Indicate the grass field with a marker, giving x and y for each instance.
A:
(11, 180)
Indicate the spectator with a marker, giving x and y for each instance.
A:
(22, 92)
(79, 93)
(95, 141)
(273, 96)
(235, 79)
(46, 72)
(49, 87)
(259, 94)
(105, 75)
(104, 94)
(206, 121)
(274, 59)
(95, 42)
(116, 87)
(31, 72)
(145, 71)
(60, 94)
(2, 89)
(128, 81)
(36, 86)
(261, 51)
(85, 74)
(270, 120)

***

* BRIEF:
A faithful retyping of every entry above is the task.

* RESPONSE BOX:
Indicate the grass field with a marker, giving x and y for each instance.
A:
(11, 180)
Indicate the spectator with a marker, giving x and y for each instance.
A:
(22, 92)
(79, 93)
(95, 141)
(273, 96)
(235, 79)
(46, 72)
(49, 87)
(259, 94)
(105, 75)
(104, 94)
(206, 121)
(274, 59)
(95, 42)
(116, 87)
(31, 72)
(145, 71)
(60, 94)
(2, 89)
(128, 81)
(36, 86)
(261, 51)
(85, 74)
(270, 120)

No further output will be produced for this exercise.